◆ **Page extract**:
╔══

This is the first of a two-part series examining the issue and controversy over the age question and President Biden. This is an excerpt from Hutchinson's Forthcoming book Is Biden Really Too Old? -The Politics of Age and Ageism in America (Middle Passage Press).
In April 2023, President Joe Biden announced that he would run for a second term in the Oval Office. Practically in the next breath, he tried to take the inevitable age question off the table. He was blunt, "age doesn't register with me."
"They're going to see a race, and they're going to judge whether or not I have it or don't have it." He meant of course the voters. He continued, "I respect them taking a hard look at it. I'd take a hard look at it as well. I took a hard look at it before I decided to run."
Biden well knew it would take more than his perfunctory dismissal of age as an issue in the campaign to make it go away. In November 2023, it was plopped back on the table by a seemingly unlikely source. That was former President Obama's key advisor, David Axelrod, and a Democratic Party stalwart.
He caused a minor stir when he told an interviewer, "I think he has a 50-50 shot here, but no better than that, maybe a little worse. He thinks he can cheat nature here and it's really risky." Axelrod's slap at Biden on the age issue drew a mix of criticism and agreement from a lot of Democrats.
Biden did not comment. However, there was little doubt that he was mindful of Axelrod and the repeated knocks of other Democrats
about his age. Yet, it was something that others worried about, but he wasn't one of them. Close friends all agreed that he felt that if he were fit and healthy, he would continue to be politically active.
Biden though took no chances. In February 2023, he voluntarily released a medical report from November 2021 almost one year into his term that judged him as "healthy" and "vigorous" and said he was "fit to successfully execute the duties of the Presidency." The report was updated to February 2023. It found no change in his health and fitness.

╚══

◆ **Task requirements**:
1. Translate this sentence from the Biden age excerpt into Spanish: "In April 2023, President Joe Biden announced that he would run for a second term in the Oval Office."
2. Reproduce the Biden age excerpt from "Biden did not" up to and including "be politically active.".

◆ **Records supplied**:
╔══

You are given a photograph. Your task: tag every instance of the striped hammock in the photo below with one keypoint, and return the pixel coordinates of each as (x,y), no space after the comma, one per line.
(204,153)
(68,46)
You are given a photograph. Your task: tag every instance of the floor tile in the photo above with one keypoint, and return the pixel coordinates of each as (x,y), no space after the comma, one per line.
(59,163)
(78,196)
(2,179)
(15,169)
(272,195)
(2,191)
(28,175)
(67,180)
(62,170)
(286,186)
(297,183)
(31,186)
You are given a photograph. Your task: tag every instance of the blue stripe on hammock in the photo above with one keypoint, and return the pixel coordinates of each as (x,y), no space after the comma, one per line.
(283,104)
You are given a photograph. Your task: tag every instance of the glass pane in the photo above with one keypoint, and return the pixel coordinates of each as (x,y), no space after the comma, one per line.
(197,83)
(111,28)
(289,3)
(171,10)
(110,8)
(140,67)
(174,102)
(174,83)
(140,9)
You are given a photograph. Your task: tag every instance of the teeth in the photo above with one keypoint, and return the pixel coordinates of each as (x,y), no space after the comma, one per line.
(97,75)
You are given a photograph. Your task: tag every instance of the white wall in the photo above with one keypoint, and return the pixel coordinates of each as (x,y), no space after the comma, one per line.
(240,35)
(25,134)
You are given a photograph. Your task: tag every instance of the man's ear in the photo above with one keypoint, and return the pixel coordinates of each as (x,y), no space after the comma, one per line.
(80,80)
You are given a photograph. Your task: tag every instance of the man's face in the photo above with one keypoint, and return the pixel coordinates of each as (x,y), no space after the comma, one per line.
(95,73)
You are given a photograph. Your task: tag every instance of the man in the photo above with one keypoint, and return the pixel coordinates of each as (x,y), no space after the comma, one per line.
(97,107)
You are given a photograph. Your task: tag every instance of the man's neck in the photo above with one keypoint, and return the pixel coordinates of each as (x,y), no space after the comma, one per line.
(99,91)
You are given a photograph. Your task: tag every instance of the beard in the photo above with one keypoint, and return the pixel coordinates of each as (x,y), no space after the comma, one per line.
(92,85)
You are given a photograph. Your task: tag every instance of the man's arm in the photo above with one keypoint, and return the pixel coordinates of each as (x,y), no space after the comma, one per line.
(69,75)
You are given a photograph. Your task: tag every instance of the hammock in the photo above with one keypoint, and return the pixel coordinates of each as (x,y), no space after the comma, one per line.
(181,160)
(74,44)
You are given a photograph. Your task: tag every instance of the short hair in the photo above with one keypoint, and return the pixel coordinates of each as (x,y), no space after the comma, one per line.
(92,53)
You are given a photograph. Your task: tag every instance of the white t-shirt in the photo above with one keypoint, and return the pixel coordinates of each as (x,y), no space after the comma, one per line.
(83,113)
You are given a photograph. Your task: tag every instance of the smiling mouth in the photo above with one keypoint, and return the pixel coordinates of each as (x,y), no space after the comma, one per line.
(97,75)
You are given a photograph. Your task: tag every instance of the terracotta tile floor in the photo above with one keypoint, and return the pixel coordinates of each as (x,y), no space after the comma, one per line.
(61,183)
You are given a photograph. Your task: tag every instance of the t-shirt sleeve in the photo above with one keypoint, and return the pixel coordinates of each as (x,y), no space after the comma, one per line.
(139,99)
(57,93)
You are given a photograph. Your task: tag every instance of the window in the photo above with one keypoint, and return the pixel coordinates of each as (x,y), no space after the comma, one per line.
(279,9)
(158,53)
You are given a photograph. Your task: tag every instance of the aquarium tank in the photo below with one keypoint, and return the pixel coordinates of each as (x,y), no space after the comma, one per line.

╚══
╔══

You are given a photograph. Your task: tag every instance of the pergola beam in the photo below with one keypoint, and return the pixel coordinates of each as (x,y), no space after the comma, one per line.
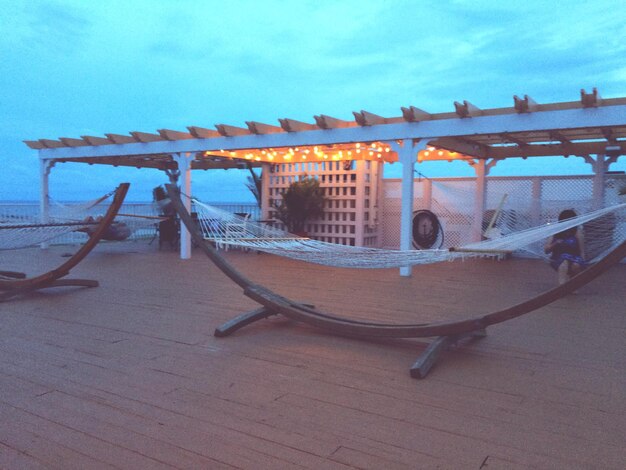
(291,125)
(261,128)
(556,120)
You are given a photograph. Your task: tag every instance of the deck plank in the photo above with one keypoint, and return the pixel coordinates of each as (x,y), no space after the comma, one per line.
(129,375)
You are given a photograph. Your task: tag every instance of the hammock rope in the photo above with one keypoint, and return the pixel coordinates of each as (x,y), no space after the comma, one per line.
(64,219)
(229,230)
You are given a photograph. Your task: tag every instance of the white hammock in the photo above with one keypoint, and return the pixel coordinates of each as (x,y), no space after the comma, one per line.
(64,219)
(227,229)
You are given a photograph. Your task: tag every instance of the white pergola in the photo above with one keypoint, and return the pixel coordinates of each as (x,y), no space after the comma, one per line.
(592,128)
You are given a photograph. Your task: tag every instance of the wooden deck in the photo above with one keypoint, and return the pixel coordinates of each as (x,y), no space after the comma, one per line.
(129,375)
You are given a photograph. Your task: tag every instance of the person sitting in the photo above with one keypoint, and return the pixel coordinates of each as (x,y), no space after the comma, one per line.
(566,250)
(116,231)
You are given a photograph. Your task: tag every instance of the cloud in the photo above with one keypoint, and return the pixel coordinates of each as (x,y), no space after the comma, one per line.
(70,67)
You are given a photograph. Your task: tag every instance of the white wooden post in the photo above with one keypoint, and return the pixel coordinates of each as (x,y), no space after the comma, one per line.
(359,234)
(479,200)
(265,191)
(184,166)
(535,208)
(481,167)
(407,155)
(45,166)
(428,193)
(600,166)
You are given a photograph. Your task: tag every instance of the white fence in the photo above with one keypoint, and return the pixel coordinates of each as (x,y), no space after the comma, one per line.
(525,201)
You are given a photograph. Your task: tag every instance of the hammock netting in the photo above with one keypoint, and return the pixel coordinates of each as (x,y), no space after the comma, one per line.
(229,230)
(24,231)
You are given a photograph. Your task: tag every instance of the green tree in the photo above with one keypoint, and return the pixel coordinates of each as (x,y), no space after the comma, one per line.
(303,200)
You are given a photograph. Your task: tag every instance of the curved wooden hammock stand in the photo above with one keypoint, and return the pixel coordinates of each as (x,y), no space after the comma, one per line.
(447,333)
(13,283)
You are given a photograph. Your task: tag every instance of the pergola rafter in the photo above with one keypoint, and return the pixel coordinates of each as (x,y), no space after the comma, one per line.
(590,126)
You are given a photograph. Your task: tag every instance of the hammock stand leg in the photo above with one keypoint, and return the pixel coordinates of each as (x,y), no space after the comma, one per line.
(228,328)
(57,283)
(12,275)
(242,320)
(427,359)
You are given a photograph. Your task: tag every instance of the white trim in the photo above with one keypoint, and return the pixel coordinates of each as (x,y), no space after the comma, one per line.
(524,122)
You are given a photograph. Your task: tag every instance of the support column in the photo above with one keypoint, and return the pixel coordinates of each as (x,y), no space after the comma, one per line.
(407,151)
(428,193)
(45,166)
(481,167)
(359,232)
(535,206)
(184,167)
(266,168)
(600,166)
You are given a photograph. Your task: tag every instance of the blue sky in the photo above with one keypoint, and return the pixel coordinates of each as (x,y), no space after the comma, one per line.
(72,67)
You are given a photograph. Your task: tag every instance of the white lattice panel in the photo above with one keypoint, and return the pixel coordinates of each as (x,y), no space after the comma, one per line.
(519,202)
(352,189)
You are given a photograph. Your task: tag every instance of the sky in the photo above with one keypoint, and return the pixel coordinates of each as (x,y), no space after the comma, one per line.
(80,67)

╚══

◆ **List of answers**:
1. En abril de 2023, el presidente Joe Biden anunció que se postularía para un segundo mandato en el Despacho Oval.

2.
Biden did not comment. However, there was little doubt that he was mindful of Axelrod and the repeated knocks of other Democrats
about his age. Yet, it was something that others worried about, but he wasn't one of them. Close friends all agreed that he felt that if he were fit and healthy, he would continue to be politically active.